ЗОЛОТАЯ ТЫСЯЧА
Включить ингредиенты
Исключить ингредиенты
Популярные ингредиенты
Тип рецепта

Оплата по лаксе

Максим Семеляк о Сингапуре, где свобода — это разгул экономики и гастрономии
Оплата по лаксе фото
Фотограф
Thomas Abbs

В Сингапуре, по статистике, почти нет преступности, тем не менее одно правонарушение я зафиксировал. Оно было сугубо гастрономического свойства. Однажды вечером, выйдя из лифта в гостиничный коридор, я почувствовал запах, который затруднительно описать (по крайней мере по-русски) и невозможно с чем-то спутать. Кто-то из постояльцев приволок в номер запретный плод — дуриан. (Сингапурцы, кстати, полагают, что их местный дуриан и есть самый правильный; а пудинг из дуриана — один из самых распространенных десертов.) Я стоял у окна, вдыхая приторно-гадкий фруктовый аромат, и разглядывал причудливое курортное сооружение Marina Bay Sands. Оно походило на огромную рыбу, покоящуюся на трех высоченных столпах, как на гриле. В рыбе был бассейн, а в подножиях столпов — казино. И если, к примеру, башни-близнецы в Куала-Лумпуре служат аллегорией обыкновенной человеческой гордыни (как это обычно бывает с небоскребами), то здесь, в Сингапуре, подобная монументальная постройка ­скорее кажется иллюстрацией каких-то геоцентрических мифов (слоны стоят на огромной черепахе etc.).

Фруктовый миазм в вышколенных коридорах Ritz-Carlton Millenia в свою очередь может служить своеобразным символом всего города-государства. В Сингапуре наблюдается приятный альянс стерильности (пресловутый запрет на жевательную резинку, кредитные карты в такси, леденящая прохлада небоскребов и отсутствие уличных толп) и азиатского разгула красок, запахов и термодинамических эффектов. Между стерильностью и разгулом всегда есть выбор, причем на расстоянии считаных метров, как, например, в преддверии местного Чайнатауна: налево кондиционированный небоскреб, направо — головокружительно душная китайская полевая кухня, где того и гляди упадешь в обморок лицом в лохань с супом из загадочно зловонных ингредиентов. Сингапур — город формальных запретов и какой-то подспудной вольницы. Еще иллюстрация: в баре отеля Raffles по историческому полу скачут воробьи, а официантки посмотрят на вас с напряженным удивлением, если вы вдруг за­казываете не фирменный здешний «Сингапур-слинг», а что-то помимо.

Сингапур находится на втором месте в рей­тинге мировой экономической свободы (Милтон Фридман, очевидно, не зря читал тут лекции в 1980 году), а вот по уровню свободы слова, к вопросу о стерильности, он занимает сто сороковую позицию. Недавно один англичанин по имени Алан Шедрейк написал книжку о несовершенстве правовой системы Сингапура (здесь людей за некоторые вещи крайне неполиткорректно вешают), приехал ее сюда презентовать, а его немедленно арестовали за клевету. Официальное объяснение гласит: подобная свобода слова вредит экономическому преуспеванию, а также гармонии мультиэтнического государства.

[Записи координатной разметки]
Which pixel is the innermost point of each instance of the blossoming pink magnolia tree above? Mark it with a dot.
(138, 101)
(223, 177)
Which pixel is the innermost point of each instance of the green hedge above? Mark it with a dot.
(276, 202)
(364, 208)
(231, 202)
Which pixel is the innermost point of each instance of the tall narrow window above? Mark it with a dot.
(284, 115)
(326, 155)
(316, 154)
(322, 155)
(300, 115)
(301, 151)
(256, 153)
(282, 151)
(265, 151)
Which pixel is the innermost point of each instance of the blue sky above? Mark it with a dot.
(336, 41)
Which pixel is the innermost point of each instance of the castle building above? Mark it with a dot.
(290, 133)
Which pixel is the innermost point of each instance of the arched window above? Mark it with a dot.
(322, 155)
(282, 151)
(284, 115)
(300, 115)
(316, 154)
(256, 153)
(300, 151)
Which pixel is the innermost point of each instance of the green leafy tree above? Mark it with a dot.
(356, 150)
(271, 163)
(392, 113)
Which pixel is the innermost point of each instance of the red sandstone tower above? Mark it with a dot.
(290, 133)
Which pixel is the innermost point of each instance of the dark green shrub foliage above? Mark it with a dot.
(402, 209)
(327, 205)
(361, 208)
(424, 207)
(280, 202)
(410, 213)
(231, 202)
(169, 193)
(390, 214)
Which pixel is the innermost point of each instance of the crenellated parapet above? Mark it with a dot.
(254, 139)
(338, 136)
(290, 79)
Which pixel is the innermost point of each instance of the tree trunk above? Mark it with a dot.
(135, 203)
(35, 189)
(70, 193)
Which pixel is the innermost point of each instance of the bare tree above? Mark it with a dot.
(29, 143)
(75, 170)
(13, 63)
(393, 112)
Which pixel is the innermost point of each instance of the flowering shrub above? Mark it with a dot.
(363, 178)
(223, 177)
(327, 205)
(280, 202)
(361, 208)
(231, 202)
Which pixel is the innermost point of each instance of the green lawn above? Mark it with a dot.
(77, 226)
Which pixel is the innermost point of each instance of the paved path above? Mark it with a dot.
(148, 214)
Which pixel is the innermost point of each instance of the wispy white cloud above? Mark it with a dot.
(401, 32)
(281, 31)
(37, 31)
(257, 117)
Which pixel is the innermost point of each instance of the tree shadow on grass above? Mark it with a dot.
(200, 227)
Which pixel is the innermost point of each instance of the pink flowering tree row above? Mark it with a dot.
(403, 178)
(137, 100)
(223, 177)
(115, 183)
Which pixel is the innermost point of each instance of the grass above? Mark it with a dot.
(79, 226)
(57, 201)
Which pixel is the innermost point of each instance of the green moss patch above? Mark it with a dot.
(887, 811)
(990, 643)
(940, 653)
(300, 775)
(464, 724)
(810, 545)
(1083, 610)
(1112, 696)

# ЗАДАНИЕ И ТРЕБОВАНИЯ
Продолжите очерк о Сингапуре, начав сразу после его последнего предложения.

# ОТВЕТ НА ЗАДАНИЕ
Сингапур, если крайне поверхностно говорить об искомой мультиэтничности, состоит из китайцев, малайцев и индийцев. Это вообще город для сравнений. В Сингапуре небоскребы приблизительно как в Гонконге, белый налив колониальной архитектуры — примерно как в Сайгоне (только на английский манер), а запах уличной еды — почти как в Куала-Лумпур. Здесь случаются в высшей степени странные сближения: на пристани напротив отеля «Фуллертон» я заметил ресторан итало-персидской кухни. Вообще, от страны, где за последние полвека жители сменили четыре гимна (британский «God save the Queen», японский «Kimigayo», малайзийский «Negaraku» и, наконец, собственно сингапурский «Majulah Singapura»), можно ожидать некоего разброса в фактуре, в том числе и гастрономической. Однако подобно тому, как есть гимн, есть и сингапурская кухня. В том же Гонконге наблюдается удивительная полифония кулинарных практик, где каждый голос отчетливо различим. Здесь же эти практики, смешавшись, все-таки образовали некий новый вид. Основное отличие сингапурской кухни — соусы, густые, пряные, тяжелые, карри-ориентированные. Кроме того, здесь ценят остроту и сладость.

Сингапур проигрывает Гонконгу в гастроно­мическом изобилии (в Гонконге можно найти и поглотить решительно все, включая розовый кокаин). Объясняется это элементарными санкциями — сюда нельзя ввозить не только книги о несовершенстве правовой системы, но и некоторую провизию, например, отдельные морепродукты. Впрочем, даже если бы выбор доступных на местности морепродуктов свелся бы к разлапистому крабу или моллюску, которого здесь называют scottish bamboo clam и готовят на пару с чесноком (последнего, впрочем, часто бывает нещадно много), — жаловаться бы едва ли пришлось.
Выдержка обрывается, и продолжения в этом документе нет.